▸ WHAT TO PRODUCE: In the material below, which lines hold the word "trousers"? Pick each one out.

▸ DATA FOR ANALYSIS:
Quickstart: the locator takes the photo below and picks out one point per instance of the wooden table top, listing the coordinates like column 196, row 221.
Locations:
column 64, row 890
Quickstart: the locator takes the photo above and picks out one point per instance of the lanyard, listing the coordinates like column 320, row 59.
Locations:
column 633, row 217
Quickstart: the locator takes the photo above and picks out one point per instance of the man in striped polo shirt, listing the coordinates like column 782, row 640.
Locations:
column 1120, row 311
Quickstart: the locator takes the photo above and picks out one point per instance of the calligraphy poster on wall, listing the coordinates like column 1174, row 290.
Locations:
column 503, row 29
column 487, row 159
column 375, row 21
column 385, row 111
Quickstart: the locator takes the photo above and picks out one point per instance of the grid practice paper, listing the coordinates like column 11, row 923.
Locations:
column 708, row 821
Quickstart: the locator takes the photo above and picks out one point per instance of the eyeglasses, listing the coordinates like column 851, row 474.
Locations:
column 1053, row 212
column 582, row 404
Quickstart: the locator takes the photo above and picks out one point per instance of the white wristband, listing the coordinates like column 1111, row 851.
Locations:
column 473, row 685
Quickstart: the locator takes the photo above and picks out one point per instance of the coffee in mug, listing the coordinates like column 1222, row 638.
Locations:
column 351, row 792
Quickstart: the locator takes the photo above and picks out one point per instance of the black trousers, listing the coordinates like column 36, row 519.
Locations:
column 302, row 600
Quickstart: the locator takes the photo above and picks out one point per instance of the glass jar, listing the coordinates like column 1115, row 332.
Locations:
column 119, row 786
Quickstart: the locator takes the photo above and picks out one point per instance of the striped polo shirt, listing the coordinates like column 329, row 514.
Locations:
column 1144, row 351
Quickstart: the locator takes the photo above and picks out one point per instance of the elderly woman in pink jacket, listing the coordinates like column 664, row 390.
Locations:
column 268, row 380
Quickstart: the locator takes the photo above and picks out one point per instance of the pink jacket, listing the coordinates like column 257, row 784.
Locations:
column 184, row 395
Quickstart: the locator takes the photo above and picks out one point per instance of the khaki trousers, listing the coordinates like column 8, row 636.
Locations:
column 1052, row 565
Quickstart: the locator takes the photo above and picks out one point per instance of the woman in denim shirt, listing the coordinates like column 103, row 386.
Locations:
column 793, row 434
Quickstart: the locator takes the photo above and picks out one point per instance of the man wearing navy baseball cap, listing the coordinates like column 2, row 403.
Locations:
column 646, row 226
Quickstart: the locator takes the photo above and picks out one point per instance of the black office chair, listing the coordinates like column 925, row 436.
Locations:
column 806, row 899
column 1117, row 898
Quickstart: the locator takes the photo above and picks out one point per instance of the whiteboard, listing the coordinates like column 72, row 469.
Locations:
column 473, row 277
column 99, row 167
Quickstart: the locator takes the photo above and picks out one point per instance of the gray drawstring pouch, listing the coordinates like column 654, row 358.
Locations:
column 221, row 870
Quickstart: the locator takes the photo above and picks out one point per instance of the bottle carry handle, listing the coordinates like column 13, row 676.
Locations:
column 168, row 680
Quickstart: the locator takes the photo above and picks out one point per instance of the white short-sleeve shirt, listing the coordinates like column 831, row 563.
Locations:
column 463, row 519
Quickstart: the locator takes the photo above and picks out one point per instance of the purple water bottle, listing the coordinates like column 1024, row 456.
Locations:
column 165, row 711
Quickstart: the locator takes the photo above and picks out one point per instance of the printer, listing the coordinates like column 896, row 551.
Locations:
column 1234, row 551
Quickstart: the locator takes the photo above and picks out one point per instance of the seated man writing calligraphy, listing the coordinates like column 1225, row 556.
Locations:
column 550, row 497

▸ COMPLETED EXERCISE:
Quickstart: the locator takes the photo above and picks out one point per instance of the black trousers, listing the coordinates like column 36, row 519.
Quickstart: the locator takes the photo above and picks out one point per instance of the khaki trousers, listing the coordinates like column 8, row 636.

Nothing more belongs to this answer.